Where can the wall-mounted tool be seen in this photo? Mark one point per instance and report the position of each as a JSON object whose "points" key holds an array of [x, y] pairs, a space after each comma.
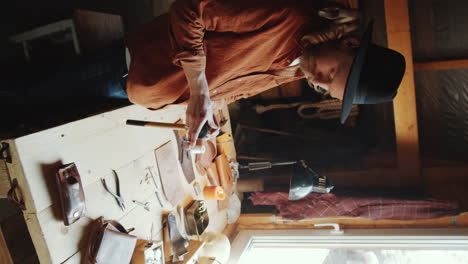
{"points": [[305, 180], [144, 205], [117, 194], [71, 193]]}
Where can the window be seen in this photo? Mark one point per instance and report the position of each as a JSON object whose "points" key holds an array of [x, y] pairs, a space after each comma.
{"points": [[441, 246]]}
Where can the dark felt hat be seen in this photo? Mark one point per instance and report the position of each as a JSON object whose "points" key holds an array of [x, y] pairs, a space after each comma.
{"points": [[375, 75]]}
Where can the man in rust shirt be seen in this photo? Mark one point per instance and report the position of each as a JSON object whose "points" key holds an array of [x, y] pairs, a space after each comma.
{"points": [[212, 51]]}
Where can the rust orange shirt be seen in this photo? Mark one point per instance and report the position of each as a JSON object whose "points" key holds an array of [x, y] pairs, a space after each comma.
{"points": [[245, 47]]}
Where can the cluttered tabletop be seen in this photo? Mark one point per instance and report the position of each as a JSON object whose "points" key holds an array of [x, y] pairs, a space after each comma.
{"points": [[121, 187]]}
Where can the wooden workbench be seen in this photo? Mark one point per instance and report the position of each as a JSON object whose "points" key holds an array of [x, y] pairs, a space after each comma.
{"points": [[97, 145]]}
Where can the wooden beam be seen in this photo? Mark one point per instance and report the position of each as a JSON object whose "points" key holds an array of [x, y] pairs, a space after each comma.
{"points": [[4, 180], [446, 175], [268, 221], [406, 126], [441, 65]]}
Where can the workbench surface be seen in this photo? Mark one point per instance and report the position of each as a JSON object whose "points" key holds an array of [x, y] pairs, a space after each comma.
{"points": [[97, 145]]}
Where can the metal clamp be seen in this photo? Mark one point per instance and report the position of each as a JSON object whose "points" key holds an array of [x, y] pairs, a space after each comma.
{"points": [[3, 149], [13, 197], [336, 228]]}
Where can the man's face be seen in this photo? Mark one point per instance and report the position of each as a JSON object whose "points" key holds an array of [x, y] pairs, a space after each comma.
{"points": [[327, 65]]}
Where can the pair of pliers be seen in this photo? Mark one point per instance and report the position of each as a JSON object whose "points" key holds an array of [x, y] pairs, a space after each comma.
{"points": [[116, 195]]}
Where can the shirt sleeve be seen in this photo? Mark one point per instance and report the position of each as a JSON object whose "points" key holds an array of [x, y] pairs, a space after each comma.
{"points": [[190, 19]]}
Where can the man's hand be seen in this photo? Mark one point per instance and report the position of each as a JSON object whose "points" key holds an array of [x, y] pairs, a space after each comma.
{"points": [[200, 107], [344, 20], [199, 112]]}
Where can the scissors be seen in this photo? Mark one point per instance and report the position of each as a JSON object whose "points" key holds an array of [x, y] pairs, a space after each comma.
{"points": [[116, 195]]}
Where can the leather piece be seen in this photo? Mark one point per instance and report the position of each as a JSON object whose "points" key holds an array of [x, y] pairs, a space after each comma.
{"points": [[204, 160], [116, 247], [166, 157], [71, 193], [109, 242]]}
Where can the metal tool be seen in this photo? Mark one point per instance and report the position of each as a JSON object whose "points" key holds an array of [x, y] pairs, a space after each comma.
{"points": [[253, 166], [156, 186], [117, 194], [144, 205], [203, 133], [179, 244], [305, 180], [223, 120]]}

# Try it:
Output the data above exactly. Drop every picture.

# Answer for this exercise:
Where can the wall-mounted tool be seen in this photo? Mark one point per instance and report the position of each as a JSON object whose "points" key holds an array of [x, y] pairs, a space after each comma.
{"points": [[305, 180], [144, 205], [117, 194], [71, 193]]}
Where can the window be seen in this photo? Mark one point per instance and report the position of each as a JSON object whose "points" key holds an array of [x, y] pairs, a space after each comma.
{"points": [[441, 246]]}
Where can the dark felt hat be seen in this photo? Mark one point per instance and report the position of each as a JSON object whose "points" key holds an array of [x, y] pairs, a space after each comma.
{"points": [[375, 75]]}
Where can the man in rust shirt be seen in this photo? Mark one point per instance and report the position of each as a JSON object whose "points" key holds an array of [x, y] pairs, a space after each comma.
{"points": [[212, 51]]}
Where can the rust orange shirt be seen in this photo? Mark one point per instance and report the position of each as a JSON object whose "points" key holds an array of [x, y] pairs, a space after each comma.
{"points": [[245, 47]]}
Where can the cluttered tabletop be seen in this photo? Mark one point per instance and report the position of each as a JSON object whose "points" key holds an array of [x, y] pairs, a space after each comma.
{"points": [[121, 187]]}
Where can the wooden workbench be seen in this photo? Mark one point per instance and report the position of each as a JSON object whose "points" key holds an array of [x, y] pairs, a space after each comma.
{"points": [[97, 145]]}
Where can the wooden beam be seen in this photo? Mark one point per instance and report the position of each as a JSON object whose "points" key holds an array of [x, y] pairs, a space after each comma.
{"points": [[4, 180], [446, 175], [268, 221], [406, 126], [441, 65]]}
Where can the workbench surface be seen in this photo? Mark one point per instance and report the position of each as a JSON object whose "points" key holds an array of [x, y] pairs, a space after each comma.
{"points": [[97, 145]]}
Where can the metal clamp be seen in this photo? Mark one point per instance and report the position of each as a JSON object whose "points" key holds an array of [x, y] pairs, a space after each comma.
{"points": [[3, 149], [13, 197], [336, 228]]}
Where can the man's face be seen in this photo? Mark one point per instance and report the position of each as a JSON object whose "points" key holds an array of [x, y] pairs, a space after each comma.
{"points": [[327, 65]]}
Where can the pair of pliers be seen in this photo? Mark one point per instance and report the position of each as a JSON object whose "points" key holds an array of [x, y] pairs, a space after each comma.
{"points": [[116, 195]]}
Where can the shirt sleeve be seen in this photo? Mark one point per instance and report the position of each as a JSON object whose "points" key holds an array of [x, y] pairs, a space after each comma.
{"points": [[190, 19]]}
Where can the man's hand be seen in this photo? Mark one point per instance and report the position of each as a JSON object whose "points" key holds an array of [x, y] pairs, a space after each comma.
{"points": [[200, 107], [344, 20], [199, 112]]}
Where can the scissors be seen in this photo? Mark one point per instance and report the position of each as a JSON object whose "points" key holds an array of [x, y] pairs, a space after each comma.
{"points": [[116, 195]]}
Where can the leather piece be seen in this photo? Mark one point per instance and report the position of each as a JSON object whose "points" key holds an array of [x, y] pairs, a space after each comma.
{"points": [[204, 160], [116, 247], [166, 157], [71, 193], [109, 242]]}
Where can the metal tool be seen in this photo? Mark one point per instance and report the position of each as a JSON object whose "points" key holds an array of [x, y] pairs, a space after each comma.
{"points": [[253, 166], [156, 186], [117, 194], [144, 205], [203, 133], [179, 244], [305, 180], [223, 120]]}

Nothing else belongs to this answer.